**SELECTED PASSAGE**
World leaders have emphasised the need for new round of trade liberalisation talks to go ahead, despite security fears after the terrorist attacks in the United States.


We need a round today more than ever to boost confidence in the global economy, in the multilateral trading system and in international cooperation

Mike Moore, head of WTO
But with just six weeks to go before the meeting, the WTO is calling for concessions on agriculture, textiles and steel from the US, Japan and the EU.

Many developing countries have been reluctant to go along with plans for a new trade round, fearing that new demands for environmental regulation and labour rights will be introduced that would hurt their industries.

The draft rejects new initiatives in these areas, but it may also disappoint developing countries that want accelerated implementation of promises made at the last trade round to open Western markets to textile imports from poor countries.

Timing critical

Trade talks have been on hold since 1999, when mass demonstrations and disagreeements about the agenda prevented the launching of a new trade round in Seattle.

Steel exports: subject of US 'anti-dumping' laws
Steel exports: subject of US 'anti-dumping' laws
Those divisions have not gone away, amid bitterness by some developing countries - notably on the Indian subcontinent - that they have made more concessions that rich countries in the last trade round.

Mike Moore, the director-general of the WTO, said that the new draft was the product of "confessionals" among the key players who outlined their key demands.

"We need a round today more than ever to boost confidence in the global economy, in the multilateral trading system and in international cooperation," he said.

US trade officials were generally supportive of the plan.

"I believe that we certainly can reach agreement on a declaration that would launch a new round," a US official commented.

But the Pakistani ambassador to the WTO, Munir Akram, said that "most of the provisions are a fudge."

A little pain for all

The draft calls for negotiations in agriculture, services, government procurement, and intellectual property rights.

**DATA UNDER STUDY**
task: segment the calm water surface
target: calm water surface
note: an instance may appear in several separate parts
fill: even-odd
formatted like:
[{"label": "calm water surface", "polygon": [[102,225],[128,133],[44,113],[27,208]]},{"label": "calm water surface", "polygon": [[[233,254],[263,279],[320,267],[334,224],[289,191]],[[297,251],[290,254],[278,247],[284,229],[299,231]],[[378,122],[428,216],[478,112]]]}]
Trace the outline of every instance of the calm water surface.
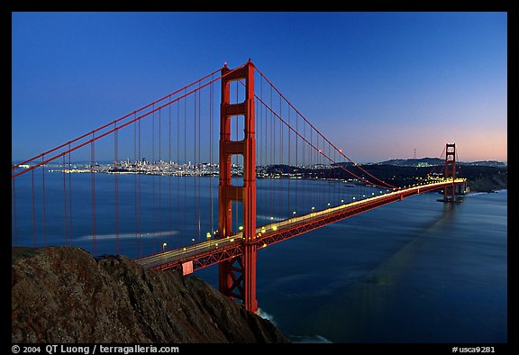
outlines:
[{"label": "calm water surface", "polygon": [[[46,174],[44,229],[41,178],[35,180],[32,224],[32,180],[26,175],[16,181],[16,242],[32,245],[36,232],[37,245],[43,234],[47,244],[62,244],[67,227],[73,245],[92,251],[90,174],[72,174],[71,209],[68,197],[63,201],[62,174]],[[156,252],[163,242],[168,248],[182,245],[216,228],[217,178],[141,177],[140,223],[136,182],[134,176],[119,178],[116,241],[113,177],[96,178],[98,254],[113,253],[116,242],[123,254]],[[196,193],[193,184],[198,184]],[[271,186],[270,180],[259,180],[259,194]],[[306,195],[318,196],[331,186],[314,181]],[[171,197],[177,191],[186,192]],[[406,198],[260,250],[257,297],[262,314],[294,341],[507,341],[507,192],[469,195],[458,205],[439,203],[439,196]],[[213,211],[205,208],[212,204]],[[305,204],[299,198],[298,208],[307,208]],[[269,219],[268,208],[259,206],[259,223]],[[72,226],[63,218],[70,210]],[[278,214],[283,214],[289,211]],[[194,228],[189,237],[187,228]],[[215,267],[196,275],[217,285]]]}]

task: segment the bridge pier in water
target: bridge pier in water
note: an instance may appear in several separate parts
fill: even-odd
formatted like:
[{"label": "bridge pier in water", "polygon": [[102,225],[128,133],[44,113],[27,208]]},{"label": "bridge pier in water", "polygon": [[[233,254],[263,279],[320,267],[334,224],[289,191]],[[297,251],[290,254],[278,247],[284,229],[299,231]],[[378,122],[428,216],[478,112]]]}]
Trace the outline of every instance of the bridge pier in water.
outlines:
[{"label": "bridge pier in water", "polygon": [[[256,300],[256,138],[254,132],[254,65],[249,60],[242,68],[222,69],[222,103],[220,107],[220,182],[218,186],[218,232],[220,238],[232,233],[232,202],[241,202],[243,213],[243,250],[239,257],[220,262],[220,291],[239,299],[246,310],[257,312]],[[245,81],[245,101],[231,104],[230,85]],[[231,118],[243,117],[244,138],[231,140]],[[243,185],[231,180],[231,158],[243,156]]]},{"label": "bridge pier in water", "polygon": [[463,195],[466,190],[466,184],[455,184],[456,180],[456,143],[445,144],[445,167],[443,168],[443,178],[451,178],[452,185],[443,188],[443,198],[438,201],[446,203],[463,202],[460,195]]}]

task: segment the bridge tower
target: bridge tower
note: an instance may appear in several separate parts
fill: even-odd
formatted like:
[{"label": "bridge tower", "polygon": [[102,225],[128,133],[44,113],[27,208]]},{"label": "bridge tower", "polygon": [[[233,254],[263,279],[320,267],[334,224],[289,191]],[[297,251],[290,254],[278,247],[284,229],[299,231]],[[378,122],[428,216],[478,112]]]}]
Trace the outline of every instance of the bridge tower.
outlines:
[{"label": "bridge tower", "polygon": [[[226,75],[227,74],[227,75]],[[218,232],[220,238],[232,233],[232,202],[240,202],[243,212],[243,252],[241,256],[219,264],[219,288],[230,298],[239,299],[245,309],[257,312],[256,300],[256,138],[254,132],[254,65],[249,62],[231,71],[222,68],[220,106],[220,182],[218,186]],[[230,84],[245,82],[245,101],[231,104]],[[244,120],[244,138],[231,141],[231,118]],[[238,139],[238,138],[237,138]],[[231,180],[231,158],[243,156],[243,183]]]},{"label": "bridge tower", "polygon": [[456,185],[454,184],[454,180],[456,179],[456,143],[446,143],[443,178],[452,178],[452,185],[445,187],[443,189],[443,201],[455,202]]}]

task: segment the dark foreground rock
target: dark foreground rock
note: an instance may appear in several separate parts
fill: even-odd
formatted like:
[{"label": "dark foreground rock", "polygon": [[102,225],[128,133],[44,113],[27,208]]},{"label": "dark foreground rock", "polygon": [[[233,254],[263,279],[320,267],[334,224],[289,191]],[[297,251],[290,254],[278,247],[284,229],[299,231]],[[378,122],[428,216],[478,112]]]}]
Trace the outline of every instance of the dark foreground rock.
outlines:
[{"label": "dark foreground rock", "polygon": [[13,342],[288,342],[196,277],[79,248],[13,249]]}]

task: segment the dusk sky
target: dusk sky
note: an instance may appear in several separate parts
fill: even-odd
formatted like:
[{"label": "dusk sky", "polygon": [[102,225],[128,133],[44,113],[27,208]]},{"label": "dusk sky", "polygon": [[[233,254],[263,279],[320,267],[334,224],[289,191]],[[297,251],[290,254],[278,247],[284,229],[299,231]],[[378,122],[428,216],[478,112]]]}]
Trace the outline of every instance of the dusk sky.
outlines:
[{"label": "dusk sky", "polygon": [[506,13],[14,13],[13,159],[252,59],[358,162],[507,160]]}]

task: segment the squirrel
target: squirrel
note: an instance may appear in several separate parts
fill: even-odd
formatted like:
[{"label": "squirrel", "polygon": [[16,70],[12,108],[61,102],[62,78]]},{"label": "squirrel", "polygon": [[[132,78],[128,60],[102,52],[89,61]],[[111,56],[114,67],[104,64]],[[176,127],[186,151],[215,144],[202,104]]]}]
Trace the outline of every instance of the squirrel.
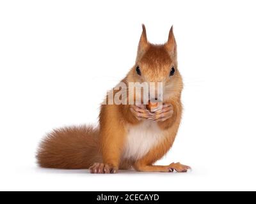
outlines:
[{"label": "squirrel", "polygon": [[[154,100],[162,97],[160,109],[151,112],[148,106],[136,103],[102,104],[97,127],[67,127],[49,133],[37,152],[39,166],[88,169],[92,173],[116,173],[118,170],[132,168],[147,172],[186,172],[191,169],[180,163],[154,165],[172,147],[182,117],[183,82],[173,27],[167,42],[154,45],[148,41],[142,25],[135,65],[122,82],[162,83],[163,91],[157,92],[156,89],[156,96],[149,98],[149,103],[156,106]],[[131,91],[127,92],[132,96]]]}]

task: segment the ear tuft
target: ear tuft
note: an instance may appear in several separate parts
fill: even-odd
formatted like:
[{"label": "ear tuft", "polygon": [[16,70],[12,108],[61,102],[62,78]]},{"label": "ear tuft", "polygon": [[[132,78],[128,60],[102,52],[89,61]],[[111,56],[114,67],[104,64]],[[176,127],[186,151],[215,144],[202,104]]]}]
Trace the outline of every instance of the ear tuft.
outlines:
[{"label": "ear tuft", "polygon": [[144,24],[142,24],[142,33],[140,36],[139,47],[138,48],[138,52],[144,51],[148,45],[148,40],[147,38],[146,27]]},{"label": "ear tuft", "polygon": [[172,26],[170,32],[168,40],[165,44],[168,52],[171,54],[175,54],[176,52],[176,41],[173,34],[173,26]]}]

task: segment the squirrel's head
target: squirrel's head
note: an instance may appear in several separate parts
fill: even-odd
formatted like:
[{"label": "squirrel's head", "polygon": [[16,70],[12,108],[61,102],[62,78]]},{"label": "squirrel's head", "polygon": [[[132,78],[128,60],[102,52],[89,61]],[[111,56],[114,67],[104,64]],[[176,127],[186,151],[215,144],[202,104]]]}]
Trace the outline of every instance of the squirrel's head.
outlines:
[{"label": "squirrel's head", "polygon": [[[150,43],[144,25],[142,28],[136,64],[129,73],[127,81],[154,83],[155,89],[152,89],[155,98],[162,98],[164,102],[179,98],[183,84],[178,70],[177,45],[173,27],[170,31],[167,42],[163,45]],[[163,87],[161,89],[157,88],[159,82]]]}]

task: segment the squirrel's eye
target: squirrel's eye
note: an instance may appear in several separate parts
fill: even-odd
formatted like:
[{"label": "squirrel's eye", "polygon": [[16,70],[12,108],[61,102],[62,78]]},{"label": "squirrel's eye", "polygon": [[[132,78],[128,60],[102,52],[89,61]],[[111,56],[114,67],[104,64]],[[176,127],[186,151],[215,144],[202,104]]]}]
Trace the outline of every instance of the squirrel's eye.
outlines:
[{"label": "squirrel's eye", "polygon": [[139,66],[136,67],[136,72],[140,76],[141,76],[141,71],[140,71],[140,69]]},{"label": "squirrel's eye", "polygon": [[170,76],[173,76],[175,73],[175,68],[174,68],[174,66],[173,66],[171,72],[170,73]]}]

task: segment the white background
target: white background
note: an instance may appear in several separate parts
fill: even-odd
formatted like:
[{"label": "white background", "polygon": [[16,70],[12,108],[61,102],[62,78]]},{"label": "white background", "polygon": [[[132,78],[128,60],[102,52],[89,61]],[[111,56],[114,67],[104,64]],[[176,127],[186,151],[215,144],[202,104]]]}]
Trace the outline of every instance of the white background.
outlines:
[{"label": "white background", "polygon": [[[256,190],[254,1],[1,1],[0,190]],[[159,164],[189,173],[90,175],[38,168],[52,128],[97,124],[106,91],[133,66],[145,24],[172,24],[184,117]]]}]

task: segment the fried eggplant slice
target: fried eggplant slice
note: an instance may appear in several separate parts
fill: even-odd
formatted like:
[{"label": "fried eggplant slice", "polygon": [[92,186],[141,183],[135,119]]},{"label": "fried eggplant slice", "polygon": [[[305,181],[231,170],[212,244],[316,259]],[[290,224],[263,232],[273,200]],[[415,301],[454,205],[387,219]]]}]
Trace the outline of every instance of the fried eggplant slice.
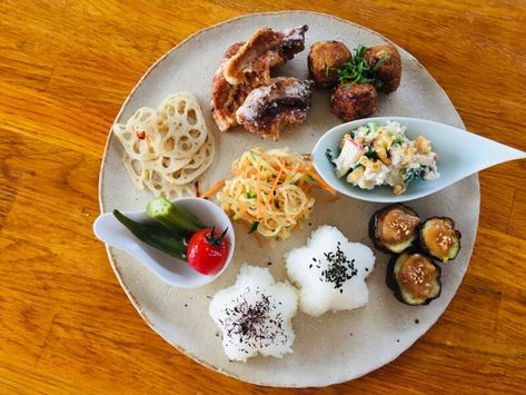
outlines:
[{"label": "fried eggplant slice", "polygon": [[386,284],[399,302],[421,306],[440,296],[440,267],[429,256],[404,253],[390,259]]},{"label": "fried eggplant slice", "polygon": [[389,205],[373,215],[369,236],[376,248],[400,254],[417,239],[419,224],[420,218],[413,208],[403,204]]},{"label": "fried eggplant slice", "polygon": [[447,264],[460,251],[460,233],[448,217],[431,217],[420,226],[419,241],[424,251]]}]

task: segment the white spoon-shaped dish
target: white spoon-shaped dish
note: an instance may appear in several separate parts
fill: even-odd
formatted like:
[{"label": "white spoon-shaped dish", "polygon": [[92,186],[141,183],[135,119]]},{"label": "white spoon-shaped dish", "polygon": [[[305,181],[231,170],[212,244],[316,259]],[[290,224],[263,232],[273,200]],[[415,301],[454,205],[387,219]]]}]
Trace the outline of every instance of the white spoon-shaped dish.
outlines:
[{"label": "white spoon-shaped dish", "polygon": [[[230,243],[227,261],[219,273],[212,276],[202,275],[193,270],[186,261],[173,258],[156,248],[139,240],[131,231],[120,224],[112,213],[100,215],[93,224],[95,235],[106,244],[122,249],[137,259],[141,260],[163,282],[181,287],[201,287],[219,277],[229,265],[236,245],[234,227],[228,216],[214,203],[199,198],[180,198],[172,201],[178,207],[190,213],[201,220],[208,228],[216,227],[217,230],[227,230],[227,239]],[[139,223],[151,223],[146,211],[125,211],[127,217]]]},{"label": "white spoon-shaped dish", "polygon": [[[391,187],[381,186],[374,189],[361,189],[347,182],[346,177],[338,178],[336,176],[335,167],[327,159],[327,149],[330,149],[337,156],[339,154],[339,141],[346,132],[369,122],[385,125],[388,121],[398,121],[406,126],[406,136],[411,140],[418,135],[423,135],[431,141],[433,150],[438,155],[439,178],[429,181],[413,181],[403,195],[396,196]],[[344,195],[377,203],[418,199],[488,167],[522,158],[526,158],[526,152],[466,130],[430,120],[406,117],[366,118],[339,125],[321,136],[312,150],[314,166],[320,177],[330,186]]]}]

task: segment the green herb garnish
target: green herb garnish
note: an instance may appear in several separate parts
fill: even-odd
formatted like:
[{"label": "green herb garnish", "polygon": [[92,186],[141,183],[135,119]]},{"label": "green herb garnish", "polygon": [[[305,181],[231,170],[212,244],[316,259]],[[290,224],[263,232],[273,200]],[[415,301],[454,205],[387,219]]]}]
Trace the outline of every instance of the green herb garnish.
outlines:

**EXERCISE REQUIREMENTS**
From the trade talks article, extract everything from "World leaders have" down to "hurt their industries.".

**REPLY**
World leaders have emphasised the need for new round of trade liberalisation talks to go ahead, despite security fears after the terrorist attacks in the United States.


We need a round today more than ever to boost confidence in the global economy, in the multilateral trading system and in international cooperation

Mike Moore, head of WTO
But with just six weeks to go before the meeting, the WTO is calling for concessions on agriculture, textiles and steel from the US, Japan and the EU.

Many developing countries have been reluctant to go along with plans for a new trade round, fearing that new demands for environmental regulation and labour rights will be introduced that would hurt their industries.